═══ SOURCE TEXT

INDIANAPOLIS — On Sunday, families gathered in Riverside Park for the annual Lockefield Gardens reunion.
Lockefield was Indy's first public housing project. It was built as part of the New Deal. In 1938, the complex opened 748 modern apartments for low-income Black families.
"It was better than a community. It was like we're all kin to each other," former resident Jerry Allen said. "When you haven't seen them in a while, and then you come back together, it's a feeling you can't explain."
Over subsequent decades, city leaders refused to renovate. Most of the complex was eventually torn down in 1983 to make room for an IU Medical School expansion.
These days, the remaining buildings have been turned into a luxury apartment complex. Nearly a dozen new buildings have been added, and the IU expansion has become IUPUI.
"Eminent domain. There's nothing we could do about it. Now we just keep in touch with each other. Now we just come together for this event," Lockefield Civic Organization director James Bailey said.
"Lockefield was a utopia. But then after that, everything splintered and fractured. The cohesiveness we had as a community, a family, a group," Allen said.
"It dissipated," Allen's friend James Heglar said
Heglar also lived in Lockefield and drove from Columbus to be at the reunion.
Former residents now savor their fleeting moments together on the second Sunday in July.
Mayor Joe Hogsett said he's trying to restore a sense of community to neighborhoods.
"These folks have been members of this community for years and years and years, so this is a picnic I try to make every year," he said.
Programs to increase connectivity and improve walkability are a part of the effort.
Former residents know it's too late to replace what they've lost, but they hope it can be rebuilt for the next generation.
"The cohesion has to be there, in order to make anything they want to work through. That's just the bottom line," Heglar said.

══════
═══ GIVEN ENTRIES

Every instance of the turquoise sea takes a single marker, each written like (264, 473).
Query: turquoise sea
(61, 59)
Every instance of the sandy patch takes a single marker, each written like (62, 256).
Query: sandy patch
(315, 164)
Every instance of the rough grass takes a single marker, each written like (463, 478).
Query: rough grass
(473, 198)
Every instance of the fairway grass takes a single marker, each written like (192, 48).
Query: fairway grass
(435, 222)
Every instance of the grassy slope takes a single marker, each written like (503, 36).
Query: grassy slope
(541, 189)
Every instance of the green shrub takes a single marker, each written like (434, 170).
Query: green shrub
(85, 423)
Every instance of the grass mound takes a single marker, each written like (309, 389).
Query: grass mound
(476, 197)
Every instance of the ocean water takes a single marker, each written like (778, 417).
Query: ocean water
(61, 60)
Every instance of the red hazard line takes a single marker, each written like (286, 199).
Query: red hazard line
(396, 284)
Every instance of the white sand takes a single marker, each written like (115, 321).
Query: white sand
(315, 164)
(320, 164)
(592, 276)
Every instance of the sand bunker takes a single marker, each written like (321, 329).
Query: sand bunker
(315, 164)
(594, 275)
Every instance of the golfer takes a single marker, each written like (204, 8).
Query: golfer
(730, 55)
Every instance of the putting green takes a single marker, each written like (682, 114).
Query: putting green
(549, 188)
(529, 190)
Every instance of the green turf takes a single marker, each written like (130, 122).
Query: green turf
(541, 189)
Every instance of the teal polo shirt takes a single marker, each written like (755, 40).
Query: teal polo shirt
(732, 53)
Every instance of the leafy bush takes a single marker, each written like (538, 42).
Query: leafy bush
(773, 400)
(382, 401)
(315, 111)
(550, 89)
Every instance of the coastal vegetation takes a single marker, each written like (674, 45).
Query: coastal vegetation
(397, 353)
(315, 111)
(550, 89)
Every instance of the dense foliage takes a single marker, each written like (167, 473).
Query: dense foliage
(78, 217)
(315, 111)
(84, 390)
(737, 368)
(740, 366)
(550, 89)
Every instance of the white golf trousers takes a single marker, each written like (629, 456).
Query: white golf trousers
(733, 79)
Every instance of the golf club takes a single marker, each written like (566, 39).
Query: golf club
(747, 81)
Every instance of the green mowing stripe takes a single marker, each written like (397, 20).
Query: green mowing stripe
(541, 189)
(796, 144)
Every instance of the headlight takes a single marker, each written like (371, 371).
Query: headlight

══════

▸ WHAT TO DO:
1. Name every person whom the article on the Lockefield Gardens reunion quotes directly.
2. Answer each question from the article on the Lockefield Gardens reunion.
(a) In what year did the Lockefield complex open, and how many apartments did it have?
(b) From what city did James Heglar drive to attend the reunion?
(c) On what day do former residents come together?
3. Repeat the passage of the article on the Lockefield Gardens reunion starting with "These days, the" and going on through "at the reunion.".
The data play no part in this exercise.

▸ SET OF ANSWERS:
1. Jerry Allen, James Bailey, James Heglar, Joe Hogsett

2.
(a) 1938, with 748 apartments
(b) Columbus
(c) The second Sunday in July

3.
These days, the remaining buildings have been turned into a luxury apartment complex. Nearly a dozen new buildings have been added, and the IU expansion has become IUPUI.
"Eminent domain. There's nothing we could do about it. Now we just keep in touch with each other. Now we just come together for this event," Lockefield Civic Organization director James Bailey said.
"Lockefield was a utopia. But then after that, everything splintered and fractured. The cohesiveness we had as a community, a family, a group," Allen said.
"It dissipated," Allen's friend James Heglar said
Heglar also lived in Lockefield and drove from Columbus to be at the reunion.